Retype only the lines running from the beginning of the entries below to the line with "positive clicks: (832, 1167)", both included. Do not include pictures.

Start of Input data

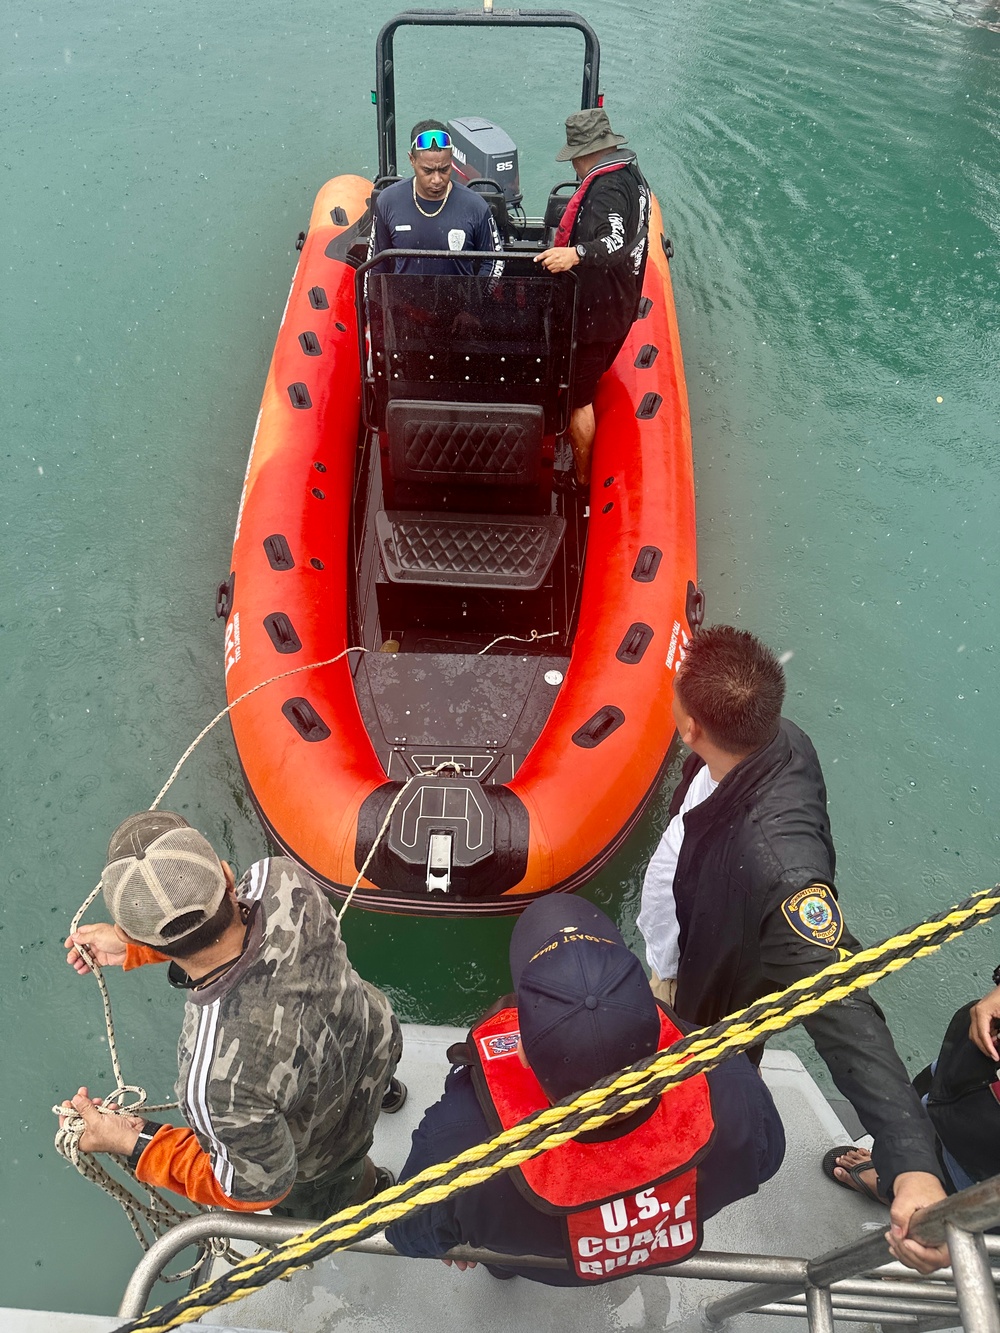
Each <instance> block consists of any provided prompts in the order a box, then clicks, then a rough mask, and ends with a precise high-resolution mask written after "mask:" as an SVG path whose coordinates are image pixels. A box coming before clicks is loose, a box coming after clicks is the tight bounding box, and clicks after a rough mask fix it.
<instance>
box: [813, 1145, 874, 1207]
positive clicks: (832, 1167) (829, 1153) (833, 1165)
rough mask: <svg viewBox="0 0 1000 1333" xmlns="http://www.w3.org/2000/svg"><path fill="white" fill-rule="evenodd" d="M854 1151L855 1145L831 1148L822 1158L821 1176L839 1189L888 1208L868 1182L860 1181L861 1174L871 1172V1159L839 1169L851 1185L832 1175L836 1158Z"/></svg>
mask: <svg viewBox="0 0 1000 1333" xmlns="http://www.w3.org/2000/svg"><path fill="white" fill-rule="evenodd" d="M855 1149H857V1144H845V1145H844V1146H841V1148H831V1150H829V1152H828V1153H827V1154H825V1157H824V1158H823V1174H824V1176H829V1178H831V1180H832V1181H833V1184H835V1185H840V1188H841V1189H849V1190H851V1193H852V1194H861V1196H863V1197H864V1198H871V1200H872V1202H873V1204H881V1205H883V1208H888V1206H889V1205H888V1204H887V1202H885V1200H884V1198H883V1197H881V1196H880V1194H877V1193H876V1192H875V1190H873V1189H872V1188H871V1185H869V1184H868V1181H865V1180H861V1172H865V1170H873V1166H872V1160H871V1157H869V1158H868V1161H867V1162H857V1164H856V1165H855V1166H841V1168H840V1169H841V1170H845V1172H847V1173H848V1176H849V1177H851V1180H852V1181H853V1185H848V1182H847V1181H845V1180H839V1178H837V1177H836V1176H835V1174H833V1168H835V1166H836V1165H837V1157H843V1156H844V1153H849V1152H853V1150H855ZM861 1152H864V1149H861Z"/></svg>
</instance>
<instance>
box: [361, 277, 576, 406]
mask: <svg viewBox="0 0 1000 1333" xmlns="http://www.w3.org/2000/svg"><path fill="white" fill-rule="evenodd" d="M425 253H431V252H425ZM380 257H381V256H376V259H375V260H372V265H373V264H375V263H377V260H379V259H380ZM368 268H369V265H368V264H365V265H363V268H361V269H359V273H357V279H359V303H357V305H359V339H360V348H361V364H363V367H364V368H365V376H364V377H365V395H364V400H365V421H367V424H368V425H369V427H372V428H375V429H380V428H381V427H383V424H384V421H385V408H387V407H388V404H389V403H391V401H392V400H393V399H408V400H413V399H420V400H431V401H443V400H444V401H449V403H529V404H537V405H539V407H541V408H543V411H544V415H545V431H547V432H559V431H563V429H565V424H567V419H568V391H569V384H571V379H572V369H573V335H575V325H576V279H575V277H573V275H571V273H561V275H555V276H553V275H548V273H545V272H543V271H539V268H537V267H536V265H535V264H532V263H531V260H516V259H515V260H511V259H509V257H508V256H504V272H503V276H501V277H496V276H493V275H491V273H479V275H475V273H473V275H464V273H455V275H440V273H437V275H431V273H381V272H375V271H369V272H367V273H365V269H368ZM365 288H367V300H363V299H360V297H361V293H363V292H364V289H365ZM365 315H367V319H365Z"/></svg>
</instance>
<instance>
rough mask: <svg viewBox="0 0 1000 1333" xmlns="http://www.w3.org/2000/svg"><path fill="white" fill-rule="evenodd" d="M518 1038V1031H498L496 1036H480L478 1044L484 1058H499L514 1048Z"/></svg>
mask: <svg viewBox="0 0 1000 1333" xmlns="http://www.w3.org/2000/svg"><path fill="white" fill-rule="evenodd" d="M520 1040H521V1034H520V1032H500V1033H497V1036H496V1037H480V1038H479V1046H480V1050H481V1052H483V1058H484V1060H499V1057H500V1056H509V1054H511V1052H513V1050H516V1049H517V1042H519V1041H520Z"/></svg>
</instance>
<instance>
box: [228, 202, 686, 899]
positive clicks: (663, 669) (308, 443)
mask: <svg viewBox="0 0 1000 1333" xmlns="http://www.w3.org/2000/svg"><path fill="white" fill-rule="evenodd" d="M371 188H372V187H371V184H369V183H368V181H365V180H361V179H360V177H353V176H341V177H337V179H335V180H332V181H328V183H327V185H324V187H323V189H321V191H320V193H319V196H317V199H316V204H315V207H313V211H312V216H311V223H309V231H308V233H307V239H305V243H304V247H303V251H301V255H300V259H299V264H297V269H296V273H295V279H293V283H292V288H291V292H289V297H288V304H287V307H285V312H284V316H283V321H281V328H280V331H279V336H277V341H276V347H275V355H273V359H272V364H271V369H269V372H268V379H267V384H265V388H264V396H263V403H261V408H260V416H259V419H257V428H256V432H255V439H253V445H252V449H251V457H249V461H248V467H247V476H245V480H244V487H243V495H241V499H240V509H239V519H237V525H236V536H235V543H233V559H232V575H231V583H229V587H228V589H227V593H225V597H224V607H223V612H224V613H225V620H227V631H225V681H227V694H228V698H229V702H231V704H232V705H233V706H232V712H231V722H232V730H233V737H235V741H236V748H237V752H239V756H240V762H241V766H243V772H244V777H245V781H247V786H248V790H249V793H251V796H252V800H253V802H255V806H256V809H257V812H259V816H260V818H261V822H263V824H264V826H265V828H267V829H268V832H269V833H271V836H272V837H273V840H275V841H276V842H277V844H279V845H280V846H281V848H283V849H285V850H287V852H288V853H289V854H291V856H293V857H295V858H296V860H297V861H300V862H301V864H303V865H304V866H305V868H307V869H308V870H309V872H311V873H312V874H315V876H316V878H317V880H320V882H323V884H324V885H327V888H328V889H331V890H332V892H333V893H335V894H339V896H343V894H344V893H347V892H348V890H349V889H351V886H352V885H353V884H355V880H356V877H357V874H359V870H360V869H361V864H360V860H361V854H360V853H363V852H364V845H363V844H364V840H361V841H360V842H359V814H360V812H361V808H363V806H364V804H365V801H369V800H371V798H372V796H373V793H376V792H379V789H381V788H385V784H387V781H388V774H387V765H385V762H384V754H383V757H381V758H380V754H379V752H377V746H376V744H373V740H372V734H371V725H369V722H371V720H369V721H368V722H367V721H365V717H364V714H363V709H361V708H360V706H359V697H357V692H356V673H357V668H359V661H360V656H361V655H360V653H359V652H349V649H351V648H352V640H351V629H349V625H351V615H349V599H348V588H349V585H351V580H352V577H353V569H352V568H351V563H352V560H353V545H352V536H351V524H352V513H353V501H355V485H356V459H357V452H359V443H360V440H361V439H363V435H364V433H363V427H361V412H360V401H361V399H360V395H361V384H360V368H359V356H357V340H356V324H355V284H353V277H355V271H353V268H352V267H351V265H349V264H348V263H345V257H344V249H345V247H344V244H343V241H344V239H345V233H348V232H349V228H351V227H352V225H353V224H355V223H357V220H359V219H360V217H361V215H363V213H364V211H365V207H367V199H368V196H369V195H371ZM660 227H661V223H660V213H659V207H657V205H656V204H655V203H653V211H652V217H651V241H652V244H651V256H649V263H648V265H647V276H645V287H644V296H645V300H644V301H643V317H641V319H639V320H637V321H636V323H635V325H633V327H632V331H631V333H629V337H628V339H627V341H625V344H624V347H623V349H621V352H620V355H619V357H617V359H616V363H615V365H613V367H612V369H611V371H609V372H608V373H607V375H605V376H604V379H603V380H601V384H600V388H599V392H597V397H596V401H595V413H596V419H597V437H596V443H595V455H593V483H592V492H591V513H589V523H588V532H587V555H585V564H584V572H583V583H581V589H580V599H579V615H577V620H576V629H575V635H573V639H572V647H571V652H569V656H568V661H565V660H564V661H563V664H561V665H563V668H564V669H563V670H560V672H553V673H552V676H553V678H555V676H556V674H559V676H560V682H559V686H557V690H556V693H555V697H553V700H552V701H551V706H549V704H548V702H547V705H545V706H547V708H549V712H548V717H547V720H545V722H544V725H543V726H541V730H540V733H539V736H537V740H536V741H535V744H533V745H532V746H531V749H529V750H528V752H527V753H525V754H524V756H523V757H521V758H520V760H519V764H517V766H516V770H515V772H513V773H512V776H509V777H508V780H507V782H505V784H504V785H505V786H507V788H508V789H509V792H511V793H513V796H515V797H516V798H517V801H519V802H520V805H521V806H523V809H524V812H525V813H527V842H525V848H524V854H523V857H521V861H520V864H519V872H520V870H521V869H523V873H519V877H517V878H516V881H515V882H512V884H508V885H507V886H505V888H503V890H501V892H497V893H495V894H493V893H489V892H487V893H481V892H480V893H477V894H476V897H475V898H463V897H461V896H455V894H451V896H449V894H447V893H444V894H435V896H433V897H431V896H420V894H415V893H413V892H412V890H411V889H405V890H400V888H399V885H393V882H391V881H387V880H385V877H384V876H383V877H381V878H383V882H380V884H376V882H373V881H372V880H367V878H365V880H363V881H361V884H360V886H359V889H357V893H356V896H355V900H353V901H355V904H359V905H364V906H367V908H371V909H373V910H388V912H403V913H408V914H441V913H449V914H463V916H473V914H496V913H508V912H517V910H520V909H521V908H523V906H524V905H527V902H529V901H531V900H532V898H535V897H537V896H540V894H543V893H548V892H553V890H563V892H565V890H571V889H575V888H577V886H579V885H580V884H583V882H584V881H585V880H587V878H589V877H591V876H592V874H593V873H596V870H599V869H600V866H601V865H603V864H604V862H605V861H607V860H608V858H609V857H611V856H612V854H613V852H615V850H616V849H617V846H619V845H620V844H621V841H623V840H624V837H625V836H627V833H628V830H629V829H631V828H632V825H633V824H635V821H636V818H637V817H639V814H640V813H641V810H643V808H644V806H645V804H647V801H648V798H649V797H651V794H652V792H653V790H655V788H656V784H657V780H659V777H660V773H661V769H663V765H664V762H665V756H667V752H668V748H669V742H671V740H672V736H673V721H672V713H671V690H672V676H673V672H675V670H676V668H677V665H679V663H680V660H681V657H683V649H684V643H685V640H687V636H688V633H689V632H691V624H689V619H693V615H692V605H696V600H693V601H692V595H693V592H695V584H696V547H695V500H693V476H692V460H691V431H689V420H688V405H687V395H685V388H684V375H683V365H681V353H680V339H679V332H677V321H676V315H675V308H673V299H672V291H671V279H669V269H668V261H667V255H665V252H664V247H663V245H661V244H660V236H661V232H660ZM499 632H500V631H499ZM341 655H343V656H341ZM399 657H400V659H404V657H405V655H399ZM359 849H360V850H359ZM508 878H509V876H508Z"/></svg>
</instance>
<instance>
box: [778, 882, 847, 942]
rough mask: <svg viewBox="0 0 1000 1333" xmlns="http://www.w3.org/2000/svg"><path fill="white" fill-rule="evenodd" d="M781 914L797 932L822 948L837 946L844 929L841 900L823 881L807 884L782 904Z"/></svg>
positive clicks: (804, 937)
mask: <svg viewBox="0 0 1000 1333" xmlns="http://www.w3.org/2000/svg"><path fill="white" fill-rule="evenodd" d="M781 914H783V916H784V918H785V921H787V922H788V924H789V925H791V928H792V929H793V930H795V933H796V934H797V936H800V937H801V938H803V940H808V941H809V944H820V945H823V948H824V949H836V946H837V942H839V940H840V936H841V934H843V933H844V917H843V914H841V912H840V904H839V902H837V900H836V898H835V897H833V894H832V893H831V890H829V889H828V888H827V885H825V884H809V885H808V886H807V888H804V889H799V892H797V893H793V894H792V896H791V898H785V900H784V902H783V904H781Z"/></svg>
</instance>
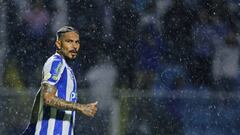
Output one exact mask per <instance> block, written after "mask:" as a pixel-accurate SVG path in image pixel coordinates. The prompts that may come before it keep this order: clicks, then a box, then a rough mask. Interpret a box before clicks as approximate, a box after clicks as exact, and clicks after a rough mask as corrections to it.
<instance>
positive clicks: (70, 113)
mask: <svg viewBox="0 0 240 135" xmlns="http://www.w3.org/2000/svg"><path fill="white" fill-rule="evenodd" d="M42 83H48V84H51V85H54V86H55V87H56V88H57V93H56V96H57V97H58V98H61V99H63V100H66V101H70V102H76V101H77V93H76V90H77V83H76V79H75V76H74V73H73V71H72V69H71V68H70V67H69V66H68V65H67V63H66V61H65V59H64V58H62V56H60V55H59V54H58V53H55V54H54V55H52V56H51V57H50V58H49V59H48V60H47V61H46V63H45V64H44V67H43V80H42ZM38 94H41V92H40V91H39V92H38ZM40 97H41V96H40ZM35 102H36V103H35V104H38V106H39V107H38V117H37V122H36V127H35V135H73V134H74V121H75V111H71V110H60V109H56V108H54V107H50V106H46V105H44V102H43V98H36V100H35Z"/></svg>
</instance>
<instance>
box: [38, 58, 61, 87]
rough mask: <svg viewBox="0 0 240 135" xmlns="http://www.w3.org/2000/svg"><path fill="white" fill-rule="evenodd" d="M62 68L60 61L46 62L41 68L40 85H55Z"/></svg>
mask: <svg viewBox="0 0 240 135" xmlns="http://www.w3.org/2000/svg"><path fill="white" fill-rule="evenodd" d="M63 69H64V66H63V62H62V60H61V59H53V60H52V61H51V60H50V61H47V62H46V63H45V65H44V67H43V80H42V83H49V84H51V85H55V84H56V83H57V82H58V81H59V79H60V78H61V75H62V72H63Z"/></svg>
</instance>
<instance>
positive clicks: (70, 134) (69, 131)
mask: <svg viewBox="0 0 240 135" xmlns="http://www.w3.org/2000/svg"><path fill="white" fill-rule="evenodd" d="M72 124H73V112H72V116H71V120H70V126H69V130H68V135H71V133H72Z"/></svg>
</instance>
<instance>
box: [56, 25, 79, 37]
mask: <svg viewBox="0 0 240 135" xmlns="http://www.w3.org/2000/svg"><path fill="white" fill-rule="evenodd" d="M72 31H73V32H76V33H77V34H79V32H78V30H76V29H75V28H73V27H71V26H63V27H62V28H60V29H59V30H58V31H57V32H56V40H58V39H59V38H61V36H62V35H63V34H64V33H67V32H72Z"/></svg>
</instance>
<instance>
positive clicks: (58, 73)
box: [48, 59, 63, 83]
mask: <svg viewBox="0 0 240 135" xmlns="http://www.w3.org/2000/svg"><path fill="white" fill-rule="evenodd" d="M62 64H63V63H62V59H56V60H54V61H53V62H52V66H51V69H50V74H51V77H50V78H49V79H48V81H50V82H53V83H56V82H57V80H58V79H59V78H58V77H59V76H58V74H59V73H60V68H61V66H62Z"/></svg>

End of Input data

■ Answer to this exercise
Each <instance> block consists of any provided prompts in the order a box, then clicks, then a rough mask, and ends with a precise high-resolution mask written after "mask:" as an SVG path whose coordinates are image pixels. A box coming before clicks is loose, a box coming after clicks is the tight bounding box, and clicks after a rough mask fix it.
<instance>
box: [813, 1145, 874, 1207]
positive clicks: (832, 1167) (829, 1153) (833, 1165)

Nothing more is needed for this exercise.